*Written task:*
Select and copy every line of the items below that contains the word "mountain".

------ Rows

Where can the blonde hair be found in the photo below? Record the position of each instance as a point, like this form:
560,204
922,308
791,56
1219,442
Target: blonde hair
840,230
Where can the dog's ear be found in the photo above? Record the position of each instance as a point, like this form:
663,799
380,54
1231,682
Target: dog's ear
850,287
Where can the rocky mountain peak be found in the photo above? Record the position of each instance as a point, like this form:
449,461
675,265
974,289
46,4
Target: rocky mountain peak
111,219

------------
------ Rows

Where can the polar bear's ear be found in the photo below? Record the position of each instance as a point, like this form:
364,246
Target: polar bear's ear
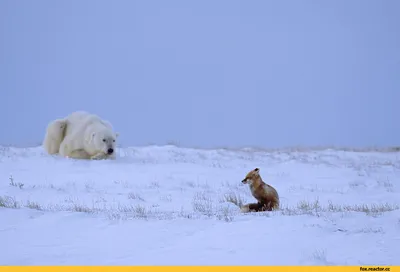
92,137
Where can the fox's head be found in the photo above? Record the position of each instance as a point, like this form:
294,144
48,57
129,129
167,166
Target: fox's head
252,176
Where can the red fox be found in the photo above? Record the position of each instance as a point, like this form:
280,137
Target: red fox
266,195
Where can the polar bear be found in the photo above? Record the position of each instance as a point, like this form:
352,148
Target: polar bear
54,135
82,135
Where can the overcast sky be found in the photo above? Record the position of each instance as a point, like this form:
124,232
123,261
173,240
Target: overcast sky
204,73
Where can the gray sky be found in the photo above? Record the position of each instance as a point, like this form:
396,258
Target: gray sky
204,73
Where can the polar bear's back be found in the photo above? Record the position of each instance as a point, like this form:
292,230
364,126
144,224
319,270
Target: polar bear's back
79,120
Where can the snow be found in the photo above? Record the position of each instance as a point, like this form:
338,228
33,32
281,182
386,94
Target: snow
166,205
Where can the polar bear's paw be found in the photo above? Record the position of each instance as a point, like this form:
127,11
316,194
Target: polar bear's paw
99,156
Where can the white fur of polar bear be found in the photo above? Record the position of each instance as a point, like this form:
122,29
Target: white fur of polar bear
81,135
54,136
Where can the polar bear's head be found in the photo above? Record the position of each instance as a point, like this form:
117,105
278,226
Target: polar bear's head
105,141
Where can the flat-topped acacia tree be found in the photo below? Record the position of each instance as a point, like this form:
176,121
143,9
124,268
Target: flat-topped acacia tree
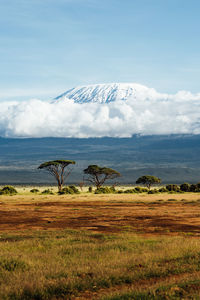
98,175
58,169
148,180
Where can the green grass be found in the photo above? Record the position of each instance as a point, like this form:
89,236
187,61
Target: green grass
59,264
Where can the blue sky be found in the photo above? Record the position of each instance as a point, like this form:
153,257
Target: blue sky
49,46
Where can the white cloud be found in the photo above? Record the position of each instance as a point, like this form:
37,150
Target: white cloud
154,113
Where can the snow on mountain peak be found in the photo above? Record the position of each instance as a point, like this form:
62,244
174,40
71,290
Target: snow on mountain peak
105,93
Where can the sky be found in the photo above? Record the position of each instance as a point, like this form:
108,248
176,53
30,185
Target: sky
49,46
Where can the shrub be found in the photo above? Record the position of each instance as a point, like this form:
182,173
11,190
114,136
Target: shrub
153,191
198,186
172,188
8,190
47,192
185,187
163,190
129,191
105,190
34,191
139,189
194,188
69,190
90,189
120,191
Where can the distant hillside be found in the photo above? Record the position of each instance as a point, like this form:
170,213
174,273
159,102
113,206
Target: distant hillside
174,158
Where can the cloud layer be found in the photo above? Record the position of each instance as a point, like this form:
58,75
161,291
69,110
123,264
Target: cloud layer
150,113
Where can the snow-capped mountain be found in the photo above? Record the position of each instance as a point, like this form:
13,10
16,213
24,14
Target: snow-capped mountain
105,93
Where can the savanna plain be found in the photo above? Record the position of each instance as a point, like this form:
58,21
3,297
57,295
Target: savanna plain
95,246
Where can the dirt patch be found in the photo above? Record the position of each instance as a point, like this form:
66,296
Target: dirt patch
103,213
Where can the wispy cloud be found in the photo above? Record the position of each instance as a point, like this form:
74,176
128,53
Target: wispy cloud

------------
------ Rows

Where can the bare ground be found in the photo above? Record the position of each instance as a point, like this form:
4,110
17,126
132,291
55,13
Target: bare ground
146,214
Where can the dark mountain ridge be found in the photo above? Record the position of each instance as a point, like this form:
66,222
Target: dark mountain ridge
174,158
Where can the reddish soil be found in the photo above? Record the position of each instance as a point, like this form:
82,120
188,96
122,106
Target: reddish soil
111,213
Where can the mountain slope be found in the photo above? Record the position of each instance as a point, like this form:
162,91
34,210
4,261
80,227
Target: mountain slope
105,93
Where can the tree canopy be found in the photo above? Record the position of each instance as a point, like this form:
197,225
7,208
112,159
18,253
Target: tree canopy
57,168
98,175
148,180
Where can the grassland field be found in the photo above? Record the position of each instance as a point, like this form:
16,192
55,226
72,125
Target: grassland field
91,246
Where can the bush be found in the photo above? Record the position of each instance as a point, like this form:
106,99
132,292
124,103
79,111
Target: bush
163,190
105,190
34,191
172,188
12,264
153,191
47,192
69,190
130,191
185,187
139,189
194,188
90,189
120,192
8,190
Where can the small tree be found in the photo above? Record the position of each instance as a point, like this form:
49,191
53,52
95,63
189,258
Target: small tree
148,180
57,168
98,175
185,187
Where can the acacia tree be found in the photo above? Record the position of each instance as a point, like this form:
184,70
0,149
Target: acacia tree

------------

*Reply:*
Where can the rocky mountain peak be found in the photo above? Record the position of each instance as a point, like this form:
Target: rocky mountain peak
Where can the snow on mountain peak be found in the photo above? Record the position of each instance as a point, like this form:
Target: snow on mountain peak
Where can the snow-capped mountain be found in the photo above? Record the position of each instance as a point, like this form:
Target: snow-capped mountain
Where can the dark mountain ridge be found in the photo above? Record the position of each instance as a point, like this form:
Target: dark mountain ridge
Where can the mountain slope be found in the photo above? Record the position of each instance as a point, like this form:
Target: mountain slope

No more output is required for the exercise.